> Exercise 1:
From the records, output as a numbered list every line starting with the line that contains "Note: for this drill we locate the yellow stamen" and going on through the end of the records, skipping blank lines. Leave the pictures out.

> Source extract:
======

# The objective is to assign a Sentiment Score to each sentence of each tweet. Need to install java, stanza, pytorch to use CoreNLP interface from stanza. Can be cumbersome.

In [2]:
import stanza
import datetime as dt
import pandas as pd

corenlp_dir = './corenlp'

In [3]:
# Set the CORENLP_HOME environment variable to point to the installation location
import os
os.environ["CORENLP_HOME"] = corenlp_dir

In [4]:
# Import client module
from stanza.server import CoreNLPClient

Only threads that are verified to be correct are processed: minimum of one customer tweet and a company reply (2 tweets in the thread), has to be initiated by the customer, the links to next and previous tweets must be valid, the threaded tweets should follow a timely order with the most recent ones at the end.

In [5]:
threads = pd.read_csv('threads.csv', dtype = {'tweet_id': str})
threads["first_sentim_l"] = ""
threads["last_sentim_l"] = ""
threads["first_tweet_text"] = ""
threads["last_tweet_text"] = ""

mask = (threads["length"] > 2) &  threads["verify_alternance"] & threads["inbound_first"] & threads["verify_thread"] & threads["verify_time"]  
thread_ok = threads[mask].copy()
thread_ok.set_index('tweet_id', inplace = True)

full_df = pd.read_csv("emojiTranslatedCleanedNoUnderscore.csv", na_filter= False, parse_dates = ['created_at'],
                      dtype = {'tweet_id': str,'in_response_to_tweet_id': str, 'inbound':bool, 'response_tweet_id':str })
full_df.set_index("tweet_id", inplace = True)

inbound_col, tweet_col, first_sentim_col, last_sentim_col, first_tweet_col, last_tweet_col = thread_ok.columns.get_indexer(["inbound_l","tweet_l","first_sentim_l", "last_sentim_l", "first_tweet_text","last_tweet_text"])

======

Stored records:
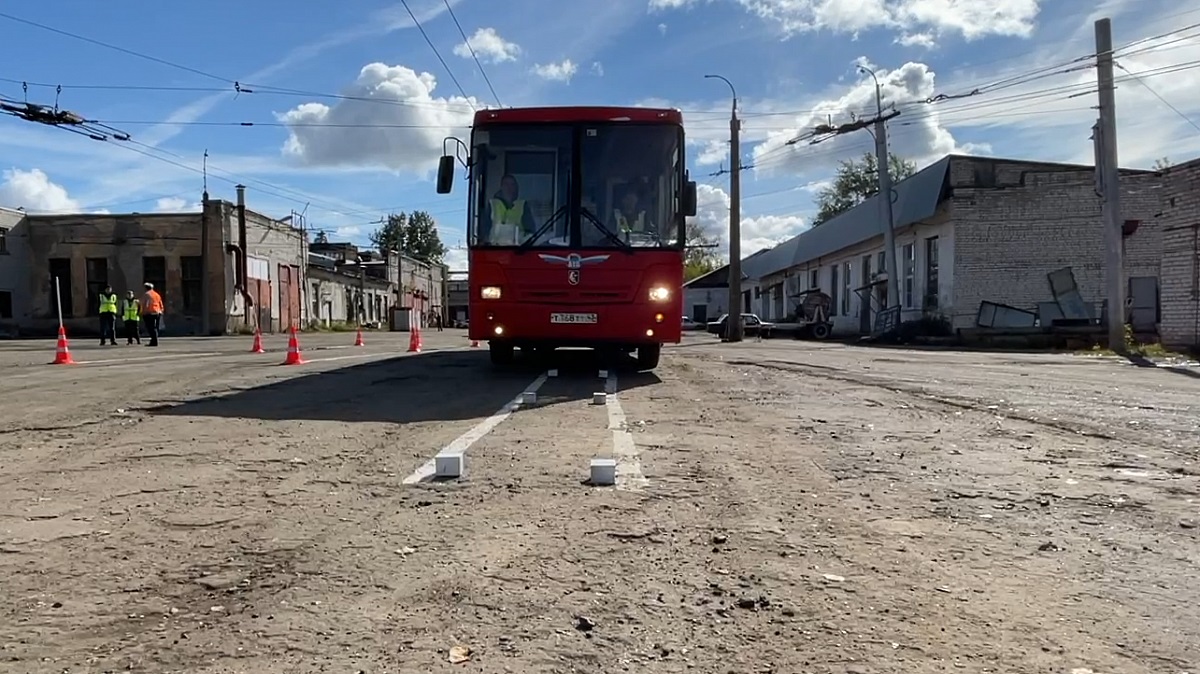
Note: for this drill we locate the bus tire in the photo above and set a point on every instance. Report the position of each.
(648, 356)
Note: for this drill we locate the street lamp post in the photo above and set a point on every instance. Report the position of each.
(733, 323)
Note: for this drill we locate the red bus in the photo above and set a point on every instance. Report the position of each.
(575, 228)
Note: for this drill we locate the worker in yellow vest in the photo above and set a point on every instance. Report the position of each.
(508, 220)
(108, 301)
(131, 313)
(630, 218)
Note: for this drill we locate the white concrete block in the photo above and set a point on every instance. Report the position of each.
(449, 464)
(604, 471)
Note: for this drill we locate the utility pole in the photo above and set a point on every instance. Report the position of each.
(885, 168)
(1110, 186)
(826, 131)
(733, 323)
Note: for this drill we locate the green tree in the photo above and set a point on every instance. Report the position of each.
(700, 256)
(413, 234)
(857, 180)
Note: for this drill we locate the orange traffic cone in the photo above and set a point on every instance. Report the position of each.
(61, 353)
(293, 356)
(414, 341)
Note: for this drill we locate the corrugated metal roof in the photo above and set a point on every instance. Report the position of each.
(917, 198)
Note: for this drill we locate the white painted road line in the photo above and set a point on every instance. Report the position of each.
(460, 445)
(624, 450)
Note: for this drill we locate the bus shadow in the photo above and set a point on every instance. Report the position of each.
(420, 387)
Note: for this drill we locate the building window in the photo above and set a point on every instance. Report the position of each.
(192, 284)
(154, 270)
(833, 290)
(846, 283)
(931, 289)
(60, 271)
(96, 277)
(910, 272)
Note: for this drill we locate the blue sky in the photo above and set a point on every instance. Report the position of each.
(351, 162)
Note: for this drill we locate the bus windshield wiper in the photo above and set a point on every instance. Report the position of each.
(605, 230)
(553, 217)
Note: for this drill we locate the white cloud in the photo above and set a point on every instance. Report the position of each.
(35, 192)
(489, 47)
(923, 139)
(383, 22)
(970, 18)
(561, 71)
(390, 119)
(757, 233)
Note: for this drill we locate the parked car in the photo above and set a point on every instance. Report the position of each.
(751, 325)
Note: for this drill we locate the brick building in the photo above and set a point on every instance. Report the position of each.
(967, 230)
(87, 252)
(1180, 223)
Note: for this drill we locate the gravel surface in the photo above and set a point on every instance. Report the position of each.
(783, 507)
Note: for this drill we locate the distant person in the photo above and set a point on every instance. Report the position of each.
(131, 314)
(151, 313)
(507, 216)
(108, 301)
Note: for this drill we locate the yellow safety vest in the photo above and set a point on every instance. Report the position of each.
(627, 226)
(503, 214)
(108, 304)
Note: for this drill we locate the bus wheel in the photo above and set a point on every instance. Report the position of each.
(501, 353)
(648, 356)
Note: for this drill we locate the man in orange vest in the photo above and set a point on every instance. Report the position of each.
(151, 313)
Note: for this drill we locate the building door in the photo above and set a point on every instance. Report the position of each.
(1144, 304)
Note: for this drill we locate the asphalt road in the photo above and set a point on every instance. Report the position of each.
(781, 506)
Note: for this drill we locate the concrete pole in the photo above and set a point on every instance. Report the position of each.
(1110, 206)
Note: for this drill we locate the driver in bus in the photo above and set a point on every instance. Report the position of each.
(630, 217)
(508, 217)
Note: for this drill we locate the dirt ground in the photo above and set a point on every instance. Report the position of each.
(796, 509)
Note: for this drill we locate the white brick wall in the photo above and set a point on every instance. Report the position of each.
(1007, 240)
(1180, 284)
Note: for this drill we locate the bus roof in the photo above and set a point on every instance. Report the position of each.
(581, 114)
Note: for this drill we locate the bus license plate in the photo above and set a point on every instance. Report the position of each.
(570, 318)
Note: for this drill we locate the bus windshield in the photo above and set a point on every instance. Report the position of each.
(629, 180)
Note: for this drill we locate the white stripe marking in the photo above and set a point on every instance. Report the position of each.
(460, 445)
(624, 450)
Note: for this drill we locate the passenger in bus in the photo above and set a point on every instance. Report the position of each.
(508, 218)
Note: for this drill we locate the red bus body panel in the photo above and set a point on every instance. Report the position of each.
(617, 290)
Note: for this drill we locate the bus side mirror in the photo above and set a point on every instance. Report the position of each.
(688, 200)
(445, 174)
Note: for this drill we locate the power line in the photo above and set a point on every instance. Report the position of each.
(436, 53)
(472, 49)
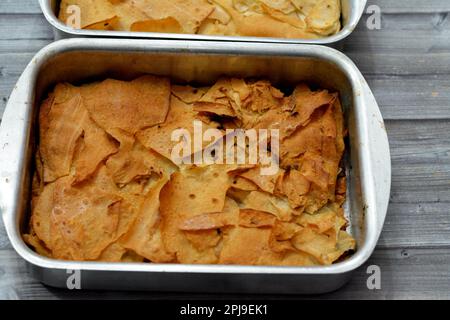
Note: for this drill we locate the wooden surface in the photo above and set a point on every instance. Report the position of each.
(407, 64)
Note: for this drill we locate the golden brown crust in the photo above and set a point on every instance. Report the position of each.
(106, 187)
(300, 19)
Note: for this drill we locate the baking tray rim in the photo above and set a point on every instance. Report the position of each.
(356, 12)
(372, 223)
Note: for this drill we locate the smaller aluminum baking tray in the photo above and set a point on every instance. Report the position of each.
(352, 11)
(76, 60)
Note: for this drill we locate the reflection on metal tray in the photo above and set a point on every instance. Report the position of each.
(352, 10)
(78, 60)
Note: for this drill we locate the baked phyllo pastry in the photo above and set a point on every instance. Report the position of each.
(150, 171)
(302, 19)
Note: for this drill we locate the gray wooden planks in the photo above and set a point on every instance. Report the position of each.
(407, 64)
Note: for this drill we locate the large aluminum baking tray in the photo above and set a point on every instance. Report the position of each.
(75, 60)
(352, 10)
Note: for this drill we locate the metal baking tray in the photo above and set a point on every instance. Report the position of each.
(352, 11)
(78, 60)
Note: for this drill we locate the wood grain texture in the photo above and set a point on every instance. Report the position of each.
(407, 65)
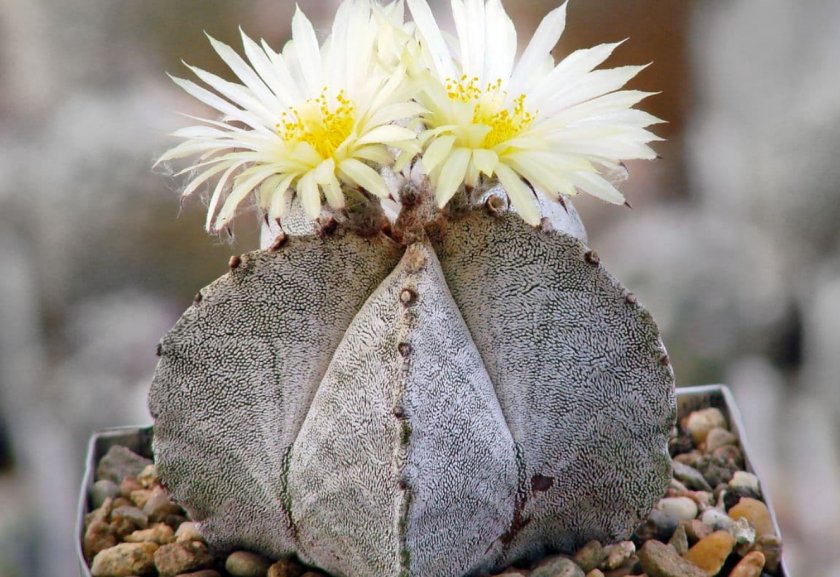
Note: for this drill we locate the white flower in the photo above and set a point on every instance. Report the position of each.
(558, 127)
(306, 120)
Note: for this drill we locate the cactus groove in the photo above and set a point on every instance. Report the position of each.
(480, 394)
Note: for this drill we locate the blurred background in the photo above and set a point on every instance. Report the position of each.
(733, 240)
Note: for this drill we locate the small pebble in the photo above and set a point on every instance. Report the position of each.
(680, 508)
(680, 444)
(159, 505)
(98, 537)
(697, 530)
(148, 476)
(120, 462)
(125, 520)
(756, 513)
(743, 532)
(710, 553)
(692, 478)
(745, 480)
(699, 423)
(692, 458)
(124, 560)
(122, 502)
(719, 437)
(717, 472)
(140, 497)
(246, 564)
(128, 486)
(618, 554)
(188, 531)
(729, 457)
(590, 556)
(717, 520)
(159, 533)
(285, 568)
(658, 525)
(771, 547)
(749, 566)
(557, 566)
(732, 495)
(679, 540)
(660, 560)
(177, 558)
(101, 490)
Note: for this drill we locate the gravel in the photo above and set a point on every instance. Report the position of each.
(710, 522)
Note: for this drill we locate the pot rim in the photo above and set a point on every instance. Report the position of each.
(138, 439)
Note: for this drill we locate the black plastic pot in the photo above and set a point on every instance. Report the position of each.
(139, 440)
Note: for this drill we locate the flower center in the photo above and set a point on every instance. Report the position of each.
(504, 122)
(323, 124)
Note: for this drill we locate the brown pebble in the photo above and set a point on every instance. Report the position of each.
(679, 540)
(699, 423)
(98, 537)
(177, 558)
(756, 513)
(710, 553)
(124, 560)
(285, 568)
(771, 547)
(749, 566)
(122, 502)
(660, 560)
(140, 497)
(129, 485)
(159, 505)
(719, 437)
(618, 554)
(729, 456)
(160, 533)
(148, 477)
(188, 531)
(590, 556)
(697, 530)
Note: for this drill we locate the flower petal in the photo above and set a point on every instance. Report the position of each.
(451, 175)
(521, 196)
(364, 176)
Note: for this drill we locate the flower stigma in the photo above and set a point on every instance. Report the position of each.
(319, 124)
(503, 122)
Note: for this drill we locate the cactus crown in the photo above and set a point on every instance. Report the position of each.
(316, 120)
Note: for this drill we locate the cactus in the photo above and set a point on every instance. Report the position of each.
(440, 400)
(427, 373)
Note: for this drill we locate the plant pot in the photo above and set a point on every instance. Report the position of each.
(139, 440)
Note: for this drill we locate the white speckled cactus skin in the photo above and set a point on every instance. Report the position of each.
(480, 392)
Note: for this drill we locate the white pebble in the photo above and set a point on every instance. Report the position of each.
(717, 520)
(746, 480)
(680, 508)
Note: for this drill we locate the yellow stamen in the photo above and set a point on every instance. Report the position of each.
(489, 110)
(323, 126)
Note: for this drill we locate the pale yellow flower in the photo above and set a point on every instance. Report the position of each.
(308, 120)
(532, 124)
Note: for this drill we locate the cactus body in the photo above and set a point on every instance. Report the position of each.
(480, 395)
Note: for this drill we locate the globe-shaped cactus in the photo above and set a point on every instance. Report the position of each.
(441, 406)
(440, 383)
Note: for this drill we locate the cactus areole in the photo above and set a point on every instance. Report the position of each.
(436, 398)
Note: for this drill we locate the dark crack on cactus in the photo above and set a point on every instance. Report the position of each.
(485, 365)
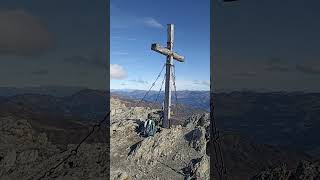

======

> Exercise 2:
Write what comes next in the notebook on scoring tweet sentiment with CoreNLP, picking up after its last line.

> Final result 1:
1. Note: for this drill we locate the yellow stamen in the photo above and set a point on every instance. Report the position of each.
2. (489, 110)
3. (323, 126)
4. Note: for this drill we locate the pale yellow flower in the photo above and set a point on every instance. Report the position of each.
5. (308, 120)
6. (532, 124)
7. Note: for this drill we locate the cactus body in the photo above and set a point on every instance. Report the position of each.
8. (480, 395)
9. Note: for this drill we locate the globe-shaped cactus in the photo above and set a point on every instance. Report the position of each.
10. (441, 406)
11. (440, 383)
12. Note: for this drill we locate the cactus areole in the photo above and set a point on every instance. Report the position of each.
13. (436, 398)
14. Note: for this drill we locate the dark crack on cactus in the photo above and set a point on every instance. Report the position of each.
15. (485, 365)

> Final result 2:
This piece takes hours long to run. It was 8 hours in my Corei5 PC. Beware. For Demo replace the "in range(len(thread_ok)):" with a more decent number like 1001.

In [6]:
print("Starting a server with the Python \"with\" statement...")
with CoreNLPClient(annotators=['sentiment'], 
                   memory='6G', endpoint='http://localhost:9001', be_quiet=True, timeout = 100000) as client:
    print("Processing this number of valid threads: ", len(thread_ok))
    for row in range(1001):   
    #for row in range(len(thread_ok)):           
        if row % 1000 == 0:
            print("Working on thread number: ", row, "time: ", dt.datetime.now().time())
        inbound_text, tweet_text = thread_ok.iloc[row,[inbound_col,tweet_col]]
        inbound_list = inbound_text.split("|")
        tweet_list = tweet_text.split("|")
        first_user_tweet = tweet_list[0]
        last_user_tweet = tweet_list[::-1][inbound_list[::-1].index("True")]
        first_tweet_text = full_df.loc[first_user_tweet,"text"]
        last_tweet_text = full_df.loc[last_user_tweet,"text"]
        first_doc = client.annotate(first_tweet_text)
        last_doc = client.annotate(last_tweet_text)
        first_sentiment = []
        last_sentiment = []
        for i, sentence in enumerate(first_doc.sentence):
            first_sentiment.append(sentence.sentiment)
        for sentence in last_doc.sentence:
            last_sentiment.append(sentence.sentiment)
        thread_ok.iloc[row,[first_sentim_col,last_sentim_col, first_tweet_col, last_tweet_col]]= ['|'.join(first_sentiment),'|'.join(last_sentiment), first_tweet_text, last_tweet_text]
print("\nThe server should be stopped upon exit from the \"with\" statement.")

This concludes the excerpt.